▸ WHAT IS NEEDED
Reproduce every one of the records below word for word, with nothing changed or left out.

▸ RECORD SET
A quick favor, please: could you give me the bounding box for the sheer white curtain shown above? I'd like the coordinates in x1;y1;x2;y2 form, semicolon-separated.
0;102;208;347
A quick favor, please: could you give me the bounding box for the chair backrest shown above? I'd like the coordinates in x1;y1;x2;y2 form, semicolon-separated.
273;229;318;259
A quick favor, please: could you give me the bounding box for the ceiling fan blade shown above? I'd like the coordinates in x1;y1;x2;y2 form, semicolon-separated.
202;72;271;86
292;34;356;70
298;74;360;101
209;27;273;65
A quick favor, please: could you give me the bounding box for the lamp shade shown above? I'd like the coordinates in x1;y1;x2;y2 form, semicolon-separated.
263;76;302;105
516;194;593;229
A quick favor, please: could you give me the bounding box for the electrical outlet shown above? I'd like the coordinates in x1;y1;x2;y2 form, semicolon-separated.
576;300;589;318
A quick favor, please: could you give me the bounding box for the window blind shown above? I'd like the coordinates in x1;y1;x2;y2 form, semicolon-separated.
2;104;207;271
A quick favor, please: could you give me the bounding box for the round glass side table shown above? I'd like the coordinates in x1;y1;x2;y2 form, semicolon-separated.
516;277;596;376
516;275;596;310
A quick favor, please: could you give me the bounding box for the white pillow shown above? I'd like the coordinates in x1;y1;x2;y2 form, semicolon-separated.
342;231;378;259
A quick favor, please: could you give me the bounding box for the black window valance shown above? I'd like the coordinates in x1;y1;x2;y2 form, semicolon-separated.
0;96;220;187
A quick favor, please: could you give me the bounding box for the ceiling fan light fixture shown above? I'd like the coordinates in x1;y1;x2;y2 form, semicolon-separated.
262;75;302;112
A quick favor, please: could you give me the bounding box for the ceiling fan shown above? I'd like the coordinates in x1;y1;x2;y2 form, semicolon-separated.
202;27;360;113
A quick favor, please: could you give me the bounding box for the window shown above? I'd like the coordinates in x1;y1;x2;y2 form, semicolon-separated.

▸ SOLVED EXERCISE
A quick favor, please: could you give me the bounding box for the sheer white curtain shown above? I'd like the coordinates in x1;y1;x2;y2 form, semicolon-separated.
0;102;208;347
A quick favor, please: could you give me the bounding box for the chair backrest shown above? I'd like the coordinates in x1;y1;x2;y2 form, semicolon-separated.
273;229;318;259
A quick favor, please: could you give me the bounding box for the ceiling fan blade shown above? I'd like the coordinates in x1;y1;x2;y2 form, semicolon-separated.
202;72;271;86
292;34;356;70
298;74;360;101
209;27;273;65
A quick favor, please: could you give me the bounding box for the lamp shade shown above? I'd like the coordinates in x1;y1;x2;y2 form, semicolon-separated.
263;76;302;105
516;194;593;229
A quick favor, please: could you give me the bounding box for the electrical outlet shown above? I'd like the coordinates in x1;y1;x2;y2 form, semicolon-separated.
576;300;589;318
A quick favor, please: could you give me the bounding box for the window blind shown above? I'd like the coordinates in x1;y1;x2;y2 form, semicolon-separated.
2;104;207;271
A quick favor, please: could you give me the bounding box for the round glass side table shown above? I'd like the coordinates in x1;y1;x2;y2 form, semicolon-separated.
516;277;596;376
516;275;596;310
A quick favor, please: could you give me the bounding box for the white pillow shown above? I'd like the coordinates in x1;y1;x2;y2 form, semicolon-separated.
342;231;378;259
A quick favor, please: could you give me the bounding box for the black window valance shown above? I'd like the coordinates in x1;y1;x2;y2 form, semicolon-separated.
0;96;220;187
A quick favor, please: could you give me the bounding box for the ceiling fan light fixture shown above? I'd like the coordinates in x1;y1;x2;y2 form, semicolon-separated.
262;75;302;112
A quick favor, please: could you give me the bounding box for the ceiling fan shown above? I'd like the coordinates in x1;y1;x2;y2 form, semicolon-separated.
202;27;360;113
A quick favor, please: could you give me the bounding box for the window shown above? I'd like the coordinates in x1;y1;x2;y2 form, semicolon-separated.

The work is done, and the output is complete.